• 任务要求
把下面这篇关于 HBase 操作的文本一字不差地完整抄写出来。

• 所示文本

◇ ◇ ◇

大数据技术之HBase操作归纳
HBase基本命令总结表(实际操作方式)
进入Hbase:hbase shell
方式一:命令行窗口来操作HBase
1.通用性命令
version 版本信息
status 查看集群当前状态
whoami 查看登入者身份
help 帮助
2.HBase DDL操作(对象级操作)
2.1、namespace命名空间(相当于库)
# 1.【查看】已创建的【所有】命名空间列表
list_namespace
---------------------------
NAMESPACE
default
hbase
hbase_test
【test_hbase】
4 row(s)
Took 0.0631 seconds
---------------------------
# 2.【创建】命名空间
create_namespace "test_hbase"
# 3.【查看】【指定】命名空间(库)中的表
list_namespace_tables "test_hbase"
---------------------------
TABLE
0 row(s)
Took 0.0301 seconds
=> []
---------------------------
# 4.【描述】命名空间的定义
describe_namespace "test_hbase"
---------------------------
DESCRIPTION
{NAME => 'test_hbase'}
Quota is disabled
---------------------------
# 5.【删除】命名空间
drop_namespace "test_hbase"
2.2、Table表
# 1.查看所有表
list
---------------------------
TABLE
hbase_test:student_info
1 row(s)

◇ ◇ ◇

• 给定数据

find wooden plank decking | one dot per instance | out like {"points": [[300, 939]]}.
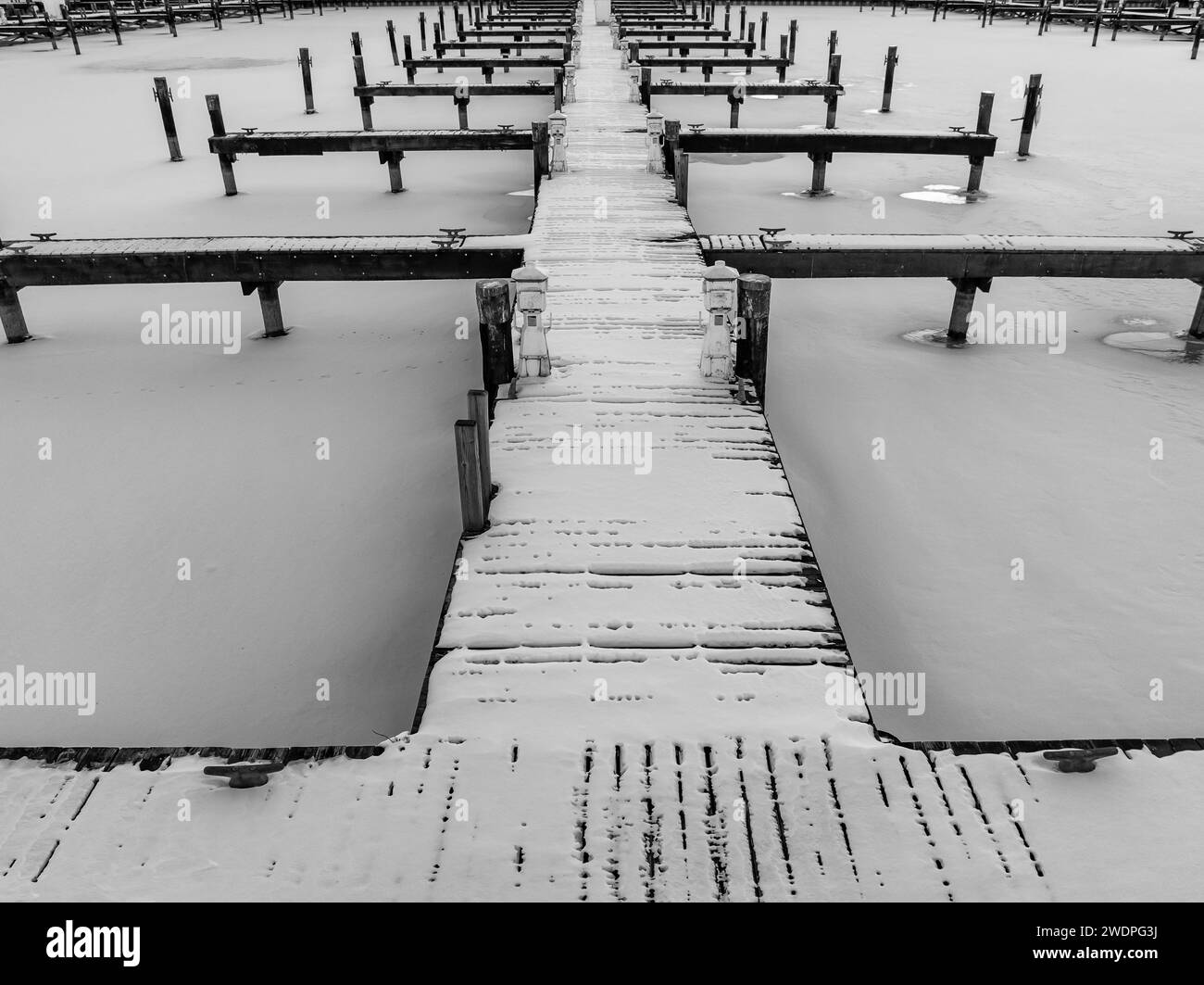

◇ ◇ ◇

• 本题解答
大数据技术之HBase操作归纳
HBase基本命令总结表(实际操作方式)
进入Hbase:hbase shell
方式一:命令行窗口来操作HBase
1.通用性命令
version 版本信息
status 查看集群当前状态
whoami 查看登入者身份
help 帮助
2.HBase DDL操作(对象级操作)
2.1、namespace命名空间(相当于库)
# 1.【查看】已创建的【所有】命名空间列表
list_namespace
---------------------------
NAMESPACE
default
hbase
hbase_test
【test_hbase】
4 row(s)
Took 0.0631 seconds
---------------------------
# 2.【创建】命名空间
create_namespace "test_hbase"
# 3.【查看】【指定】命名空间(库)中的表
list_namespace_tables "test_hbase"
---------------------------
TABLE
0 row(s)
Took 0.0301 seconds
=> []
---------------------------
# 4.【描述】命名空间的定义
describe_namespace "test_hbase"
---------------------------
DESCRIPTION
{NAME => 'test_hbase'}
Quota is disabled
---------------------------
# 5.【删除】命名空间
drop_namespace "test_hbase"
2.2、Table表
# 1.查看所有表
list
---------------------------
TABLE
hbase_test:student_info
1 row(s)